(Exercise directions) Render each of the rows below as one item in a numbered list, omitting any blank lines.

(Stored records)
— begin —
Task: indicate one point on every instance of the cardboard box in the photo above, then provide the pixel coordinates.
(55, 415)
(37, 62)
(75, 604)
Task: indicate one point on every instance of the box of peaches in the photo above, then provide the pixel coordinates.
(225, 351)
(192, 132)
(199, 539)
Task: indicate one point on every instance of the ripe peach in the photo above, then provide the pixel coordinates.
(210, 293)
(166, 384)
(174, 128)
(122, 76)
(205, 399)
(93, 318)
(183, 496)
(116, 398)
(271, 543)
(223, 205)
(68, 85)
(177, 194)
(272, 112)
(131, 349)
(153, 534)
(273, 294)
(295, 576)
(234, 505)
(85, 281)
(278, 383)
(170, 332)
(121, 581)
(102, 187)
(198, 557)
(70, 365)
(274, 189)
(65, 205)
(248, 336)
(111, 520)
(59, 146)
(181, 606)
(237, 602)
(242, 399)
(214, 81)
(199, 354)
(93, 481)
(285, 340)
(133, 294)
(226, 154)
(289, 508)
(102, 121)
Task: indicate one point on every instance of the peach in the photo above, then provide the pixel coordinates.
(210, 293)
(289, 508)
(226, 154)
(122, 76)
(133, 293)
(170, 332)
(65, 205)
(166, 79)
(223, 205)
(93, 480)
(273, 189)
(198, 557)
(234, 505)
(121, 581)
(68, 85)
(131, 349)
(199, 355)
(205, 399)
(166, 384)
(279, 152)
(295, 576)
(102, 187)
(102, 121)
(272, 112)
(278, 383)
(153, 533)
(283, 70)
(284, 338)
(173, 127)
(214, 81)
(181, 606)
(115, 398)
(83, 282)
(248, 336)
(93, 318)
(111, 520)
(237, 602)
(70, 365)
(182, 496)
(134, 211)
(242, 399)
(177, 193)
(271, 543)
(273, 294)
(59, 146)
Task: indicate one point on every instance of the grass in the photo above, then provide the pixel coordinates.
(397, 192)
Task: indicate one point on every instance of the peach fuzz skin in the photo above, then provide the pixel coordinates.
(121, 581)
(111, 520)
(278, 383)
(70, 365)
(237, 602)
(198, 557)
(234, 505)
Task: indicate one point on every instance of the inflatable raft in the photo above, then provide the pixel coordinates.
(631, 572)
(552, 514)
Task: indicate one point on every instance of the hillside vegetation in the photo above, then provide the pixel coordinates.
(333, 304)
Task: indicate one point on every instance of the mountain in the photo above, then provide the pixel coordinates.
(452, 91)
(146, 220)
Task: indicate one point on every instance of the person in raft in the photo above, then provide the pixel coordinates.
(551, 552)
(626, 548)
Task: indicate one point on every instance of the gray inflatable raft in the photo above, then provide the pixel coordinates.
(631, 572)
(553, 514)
— end —
(Full output)
1. Task: indicate one point on every instance of the cardboard box in the photo above, then provide the pixel coordinates.
2. (55, 415)
3. (37, 62)
4. (75, 604)
5. Task: indicate one point on every instance of the box of peaches in the photo above, then provide the pixel coordinates.
6. (225, 351)
7. (192, 132)
8. (199, 539)
9. Task: indicate one point on every instance of the ripe peach in the photo above, then provide the pixel coordinates.
10. (210, 293)
11. (166, 384)
12. (174, 128)
13. (122, 76)
14. (205, 399)
15. (93, 318)
16. (183, 496)
17. (116, 398)
18. (271, 543)
19. (223, 205)
20. (68, 85)
21. (177, 194)
22. (272, 112)
23. (131, 349)
24. (153, 534)
25. (273, 294)
26. (295, 576)
27. (234, 505)
28. (85, 281)
29. (278, 383)
30. (170, 332)
31. (121, 581)
32. (102, 187)
33. (198, 557)
34. (70, 365)
35. (274, 189)
36. (65, 205)
37. (248, 336)
38. (111, 520)
39. (59, 146)
40. (181, 606)
41. (237, 602)
42. (242, 399)
43. (214, 81)
44. (199, 354)
45. (93, 481)
46. (285, 340)
47. (133, 294)
48. (226, 154)
49. (289, 508)
50. (102, 121)
51. Task: indicate one point on every instance of the peach in the photo above, then provide the pixel coordinates.
52. (210, 293)
53. (289, 508)
54. (226, 154)
55. (122, 76)
56. (133, 293)
57. (170, 332)
58. (65, 205)
59. (166, 79)
60. (223, 205)
61. (93, 480)
62. (273, 189)
63. (198, 557)
64. (234, 505)
65. (121, 581)
66. (68, 85)
67. (131, 349)
68. (199, 355)
69. (205, 399)
70. (166, 384)
71. (279, 152)
72. (295, 576)
73. (102, 187)
74. (102, 121)
75. (272, 112)
76. (278, 383)
77. (153, 533)
78. (283, 70)
79. (284, 338)
80. (173, 127)
81. (214, 81)
82. (181, 606)
83. (115, 398)
84. (83, 282)
85. (248, 336)
86. (93, 318)
87. (111, 520)
88. (237, 602)
89. (70, 365)
90. (182, 496)
91. (134, 211)
92. (242, 399)
93. (177, 193)
94. (271, 543)
95. (273, 294)
96. (59, 146)
97. Task: indicate one point on every instance of the grass in the photo above, then provide the pixel coordinates.
98. (397, 192)
99. Task: indicate one point on every instance of the peach fuzz skin in the photo above, then provide the pixel coordinates.
100. (121, 581)
101. (111, 520)
102. (278, 383)
103. (70, 365)
104. (237, 602)
105. (198, 557)
106. (234, 505)
107. Task: indicate one point on every instance of the inflatable raft in the photo above, then provide the pixel coordinates.
108. (631, 572)
109. (552, 514)
110. Task: indicate one point on every instance of the hillside vegetation in the photo above, then provide the pixel coordinates.
111. (333, 304)
112. Task: indicate one point on every instance of the mountain in the photo above, then provide the pixel coordinates.
113. (452, 91)
114. (146, 220)
115. Task: indicate one point on every instance of the person in raft in the photo above, then provide the pixel coordinates.
116. (551, 552)
117. (626, 548)
118. Task: indicate one point on every instance of the gray inflatable raft in the photo above, then provide the pixel coordinates.
119. (631, 572)
120. (553, 514)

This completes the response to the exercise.